Looking at the entries, how many lines hold the word "winding"? State the number by itself.

******

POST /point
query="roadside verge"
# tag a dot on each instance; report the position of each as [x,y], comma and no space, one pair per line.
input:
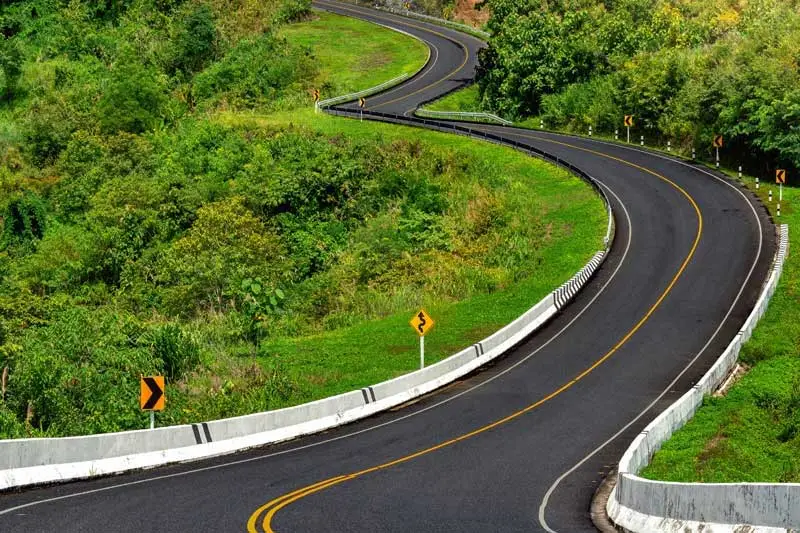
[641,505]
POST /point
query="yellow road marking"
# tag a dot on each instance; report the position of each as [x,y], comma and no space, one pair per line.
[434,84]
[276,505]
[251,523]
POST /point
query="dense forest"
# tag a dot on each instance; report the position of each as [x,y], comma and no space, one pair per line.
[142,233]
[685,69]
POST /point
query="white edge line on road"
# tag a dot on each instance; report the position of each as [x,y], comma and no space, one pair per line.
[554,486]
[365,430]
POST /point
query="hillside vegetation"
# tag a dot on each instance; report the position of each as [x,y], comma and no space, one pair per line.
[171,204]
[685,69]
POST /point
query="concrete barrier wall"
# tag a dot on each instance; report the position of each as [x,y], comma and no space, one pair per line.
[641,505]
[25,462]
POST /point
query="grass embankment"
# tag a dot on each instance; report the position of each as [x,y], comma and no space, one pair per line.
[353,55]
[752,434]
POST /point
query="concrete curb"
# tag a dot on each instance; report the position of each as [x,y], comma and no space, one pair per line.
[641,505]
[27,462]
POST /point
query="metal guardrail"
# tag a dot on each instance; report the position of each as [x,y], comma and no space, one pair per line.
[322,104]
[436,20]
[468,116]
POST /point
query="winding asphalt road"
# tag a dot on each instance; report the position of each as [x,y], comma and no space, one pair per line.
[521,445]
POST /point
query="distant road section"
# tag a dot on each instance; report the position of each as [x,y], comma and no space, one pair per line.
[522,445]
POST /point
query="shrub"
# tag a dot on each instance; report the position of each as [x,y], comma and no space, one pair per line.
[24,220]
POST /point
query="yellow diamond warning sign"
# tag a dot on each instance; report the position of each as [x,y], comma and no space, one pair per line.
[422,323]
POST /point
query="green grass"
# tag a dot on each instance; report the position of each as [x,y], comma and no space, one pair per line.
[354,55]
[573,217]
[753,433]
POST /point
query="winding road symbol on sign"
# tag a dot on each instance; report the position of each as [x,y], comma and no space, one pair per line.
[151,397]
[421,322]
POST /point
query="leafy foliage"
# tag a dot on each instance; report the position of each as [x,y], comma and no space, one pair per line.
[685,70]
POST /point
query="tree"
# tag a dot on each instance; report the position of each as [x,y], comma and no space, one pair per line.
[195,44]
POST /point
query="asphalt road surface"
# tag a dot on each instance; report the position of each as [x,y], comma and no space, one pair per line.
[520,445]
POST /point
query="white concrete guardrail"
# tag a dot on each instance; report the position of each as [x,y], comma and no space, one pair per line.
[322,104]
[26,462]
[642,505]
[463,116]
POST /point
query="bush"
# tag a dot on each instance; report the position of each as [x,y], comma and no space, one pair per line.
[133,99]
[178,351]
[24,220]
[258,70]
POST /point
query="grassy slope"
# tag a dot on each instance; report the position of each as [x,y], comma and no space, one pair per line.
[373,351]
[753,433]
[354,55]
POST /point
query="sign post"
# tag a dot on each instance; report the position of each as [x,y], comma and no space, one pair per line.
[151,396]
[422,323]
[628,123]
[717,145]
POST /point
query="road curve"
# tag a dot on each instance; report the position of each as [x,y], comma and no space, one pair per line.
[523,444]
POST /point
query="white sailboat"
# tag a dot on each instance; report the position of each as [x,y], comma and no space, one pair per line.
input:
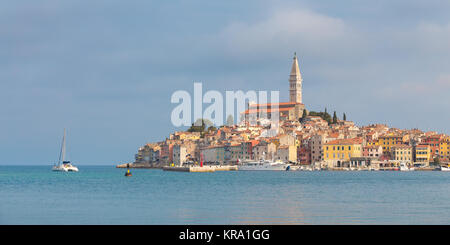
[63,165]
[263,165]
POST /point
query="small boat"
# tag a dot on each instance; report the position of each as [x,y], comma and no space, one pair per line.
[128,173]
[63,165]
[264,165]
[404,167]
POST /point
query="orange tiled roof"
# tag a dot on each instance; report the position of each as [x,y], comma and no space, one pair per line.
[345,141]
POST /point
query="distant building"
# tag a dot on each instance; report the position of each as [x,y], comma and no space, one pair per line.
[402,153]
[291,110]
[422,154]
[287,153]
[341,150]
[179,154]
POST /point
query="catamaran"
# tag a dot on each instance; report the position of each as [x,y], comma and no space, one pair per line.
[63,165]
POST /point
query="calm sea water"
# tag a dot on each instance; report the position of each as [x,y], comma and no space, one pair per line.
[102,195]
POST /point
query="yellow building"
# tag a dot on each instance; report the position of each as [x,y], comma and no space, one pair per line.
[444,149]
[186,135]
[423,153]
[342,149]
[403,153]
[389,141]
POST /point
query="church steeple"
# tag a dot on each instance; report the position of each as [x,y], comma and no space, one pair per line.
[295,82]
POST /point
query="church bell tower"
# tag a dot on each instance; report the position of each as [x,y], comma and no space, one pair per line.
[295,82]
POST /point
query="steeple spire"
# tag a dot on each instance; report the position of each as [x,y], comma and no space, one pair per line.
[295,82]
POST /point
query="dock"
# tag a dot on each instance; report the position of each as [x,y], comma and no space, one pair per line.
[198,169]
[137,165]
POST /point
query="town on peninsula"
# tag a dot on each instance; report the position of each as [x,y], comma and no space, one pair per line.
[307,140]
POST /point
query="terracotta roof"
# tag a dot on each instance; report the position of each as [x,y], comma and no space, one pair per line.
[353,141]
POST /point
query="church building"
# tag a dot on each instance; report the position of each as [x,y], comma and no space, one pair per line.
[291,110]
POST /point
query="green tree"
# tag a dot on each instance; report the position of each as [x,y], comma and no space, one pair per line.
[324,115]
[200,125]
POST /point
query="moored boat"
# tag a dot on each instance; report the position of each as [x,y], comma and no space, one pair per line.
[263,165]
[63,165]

******

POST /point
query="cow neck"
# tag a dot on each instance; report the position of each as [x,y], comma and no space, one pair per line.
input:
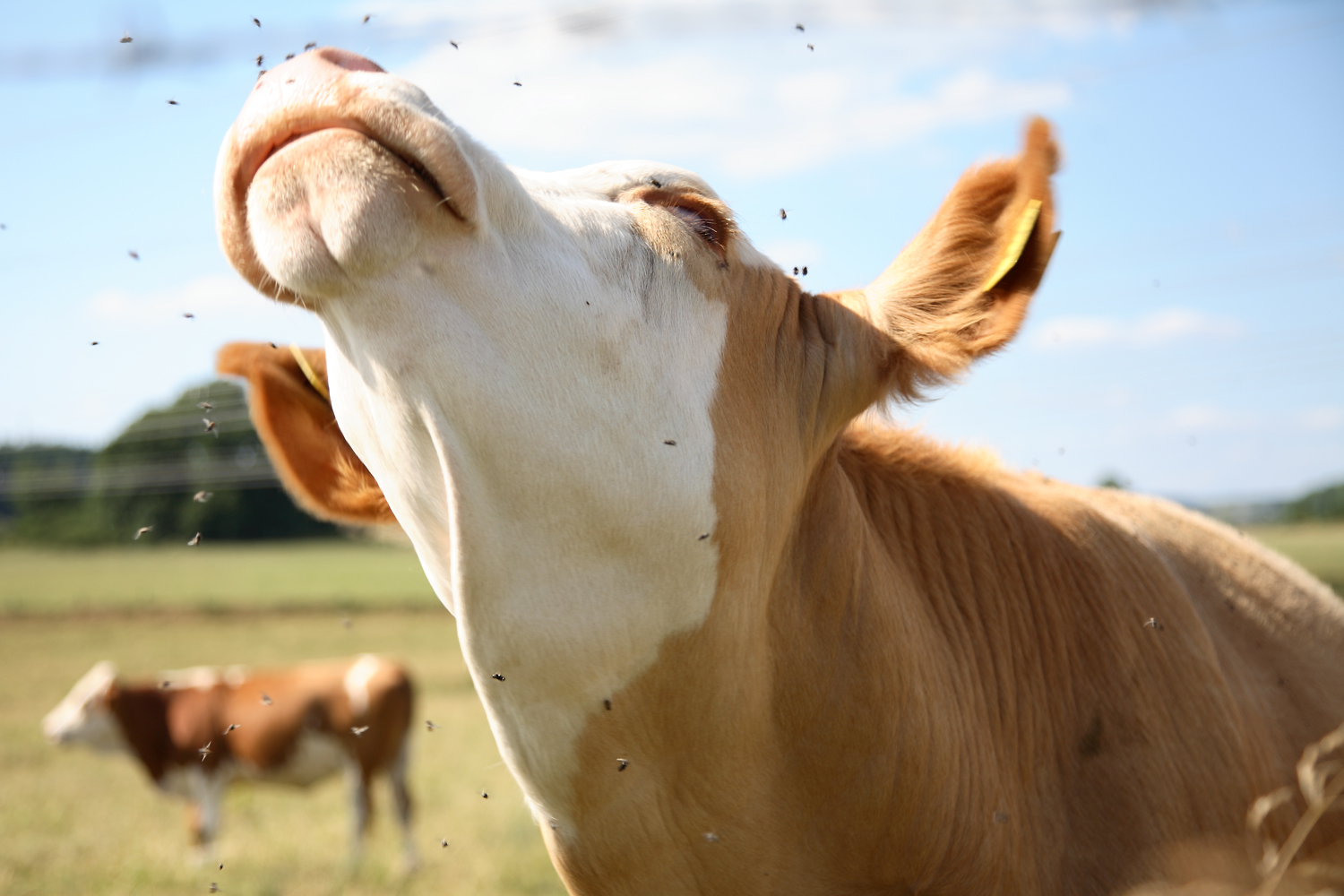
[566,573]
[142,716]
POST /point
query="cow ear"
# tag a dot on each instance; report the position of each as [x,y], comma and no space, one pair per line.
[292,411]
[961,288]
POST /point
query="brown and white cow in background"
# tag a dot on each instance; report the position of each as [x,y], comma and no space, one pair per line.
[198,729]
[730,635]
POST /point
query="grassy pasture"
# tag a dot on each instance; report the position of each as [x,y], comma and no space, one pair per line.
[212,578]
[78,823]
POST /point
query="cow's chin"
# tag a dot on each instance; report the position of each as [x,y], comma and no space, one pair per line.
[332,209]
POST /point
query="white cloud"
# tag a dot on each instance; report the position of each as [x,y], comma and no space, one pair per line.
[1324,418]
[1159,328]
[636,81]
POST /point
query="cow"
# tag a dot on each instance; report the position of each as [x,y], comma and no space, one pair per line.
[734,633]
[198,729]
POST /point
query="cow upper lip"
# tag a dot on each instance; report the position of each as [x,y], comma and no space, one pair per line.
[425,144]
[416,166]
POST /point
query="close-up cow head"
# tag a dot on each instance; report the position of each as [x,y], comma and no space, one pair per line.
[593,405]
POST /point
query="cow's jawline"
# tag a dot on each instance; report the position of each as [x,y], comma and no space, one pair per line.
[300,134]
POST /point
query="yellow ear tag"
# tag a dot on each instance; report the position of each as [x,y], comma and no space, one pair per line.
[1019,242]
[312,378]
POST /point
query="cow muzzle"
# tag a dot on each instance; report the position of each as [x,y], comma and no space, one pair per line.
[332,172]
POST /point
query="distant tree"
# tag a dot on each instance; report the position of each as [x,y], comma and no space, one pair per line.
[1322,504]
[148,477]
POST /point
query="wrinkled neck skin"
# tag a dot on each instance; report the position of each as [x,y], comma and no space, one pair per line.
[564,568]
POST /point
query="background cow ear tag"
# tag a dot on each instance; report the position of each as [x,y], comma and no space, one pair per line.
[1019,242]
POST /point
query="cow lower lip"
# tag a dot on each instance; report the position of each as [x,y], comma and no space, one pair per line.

******

_Expected output:_ 2